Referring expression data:
===============

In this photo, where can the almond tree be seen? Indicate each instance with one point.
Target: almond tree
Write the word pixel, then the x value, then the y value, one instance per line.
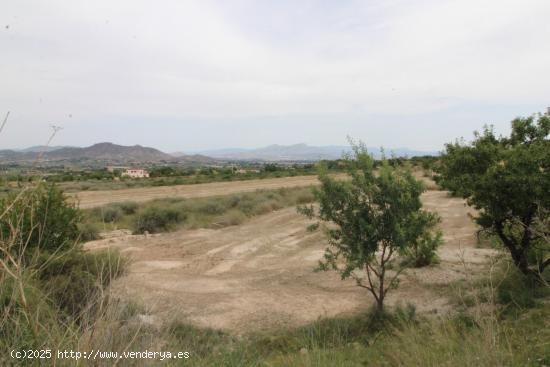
pixel 369 220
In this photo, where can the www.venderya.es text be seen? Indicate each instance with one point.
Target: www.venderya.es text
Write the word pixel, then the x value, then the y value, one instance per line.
pixel 29 354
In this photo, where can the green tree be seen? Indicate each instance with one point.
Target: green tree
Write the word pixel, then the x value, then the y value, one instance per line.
pixel 369 220
pixel 507 179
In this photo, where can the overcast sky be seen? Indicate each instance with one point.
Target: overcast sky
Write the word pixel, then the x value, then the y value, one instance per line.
pixel 190 75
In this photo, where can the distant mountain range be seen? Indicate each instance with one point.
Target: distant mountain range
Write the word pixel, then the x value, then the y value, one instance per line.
pixel 302 152
pixel 103 153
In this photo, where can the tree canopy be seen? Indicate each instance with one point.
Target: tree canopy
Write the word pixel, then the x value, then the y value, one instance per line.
pixel 507 179
pixel 369 220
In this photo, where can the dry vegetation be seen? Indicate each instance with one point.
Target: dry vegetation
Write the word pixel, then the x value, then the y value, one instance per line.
pixel 240 268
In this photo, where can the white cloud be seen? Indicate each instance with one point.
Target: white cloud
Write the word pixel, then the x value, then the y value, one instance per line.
pixel 233 61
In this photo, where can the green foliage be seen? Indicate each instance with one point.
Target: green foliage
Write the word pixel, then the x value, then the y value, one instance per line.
pixel 156 219
pixel 40 218
pixel 170 214
pixel 423 251
pixel 88 231
pixel 371 219
pixel 73 280
pixel 507 179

===============

_What the exercise asks_:
Please restate, exactly as written, the line that holds "In this photo, where can the green foliage" and all remaining lines of the data above, and only those.

_Written reply_:
In this photo, where can the green foliage be seen? Indicate each instance with one point.
Target: green foliage
Write the word pixel, then the x value, then the y value, one instance per line.
pixel 156 219
pixel 40 218
pixel 170 214
pixel 423 251
pixel 88 231
pixel 371 219
pixel 73 280
pixel 507 179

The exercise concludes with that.